* GOAL *
Return every one of the rows below word for word, omitting the pictures.

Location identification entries
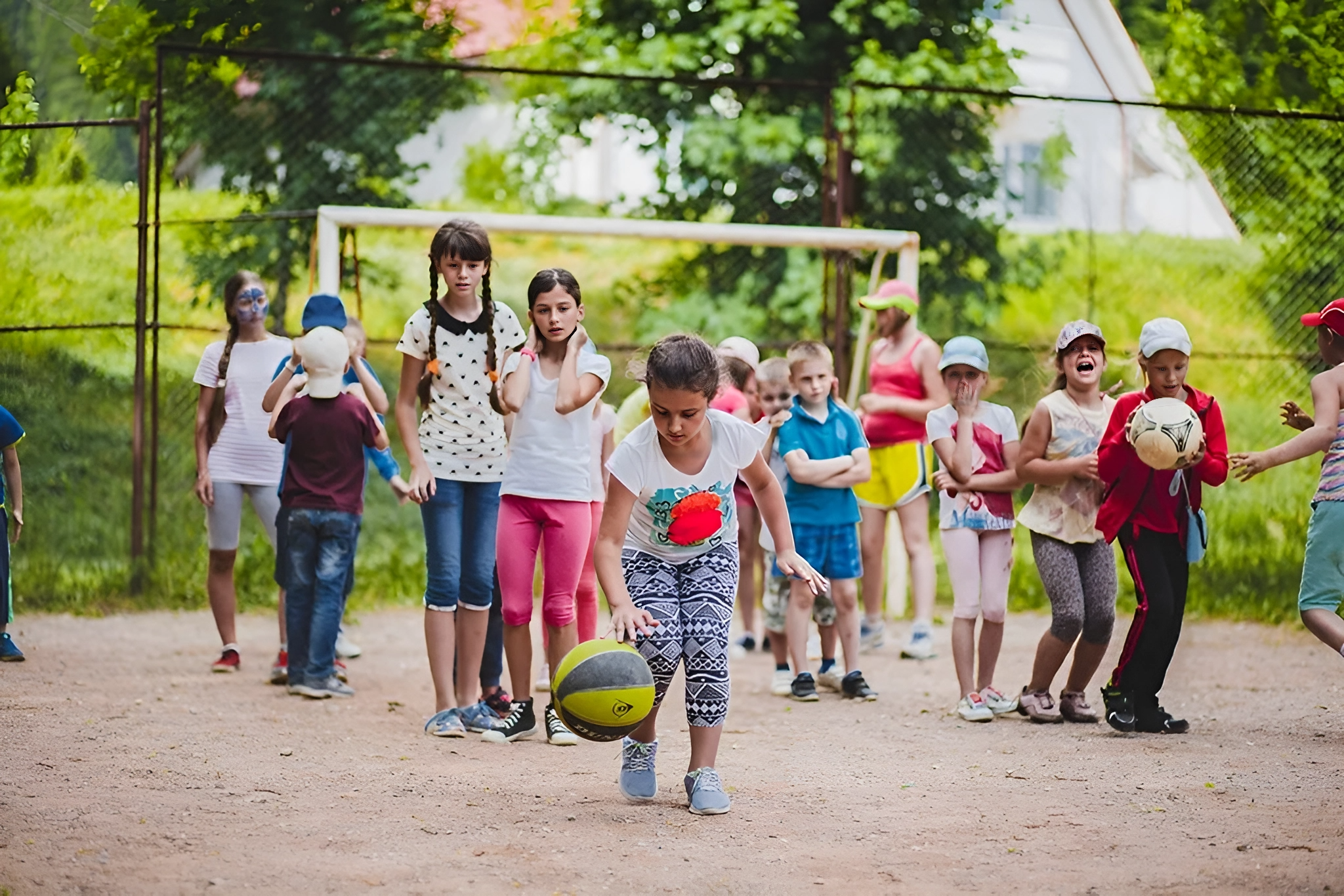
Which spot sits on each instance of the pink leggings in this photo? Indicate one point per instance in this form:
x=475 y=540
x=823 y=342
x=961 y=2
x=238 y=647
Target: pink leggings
x=978 y=566
x=564 y=528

* EXERCISE SOLUTION *
Which spot sits on each instance of the pink leggings in this photo? Indicate one point per instance in this form:
x=475 y=540
x=823 y=342
x=961 y=2
x=238 y=647
Target: pink leggings
x=978 y=566
x=564 y=528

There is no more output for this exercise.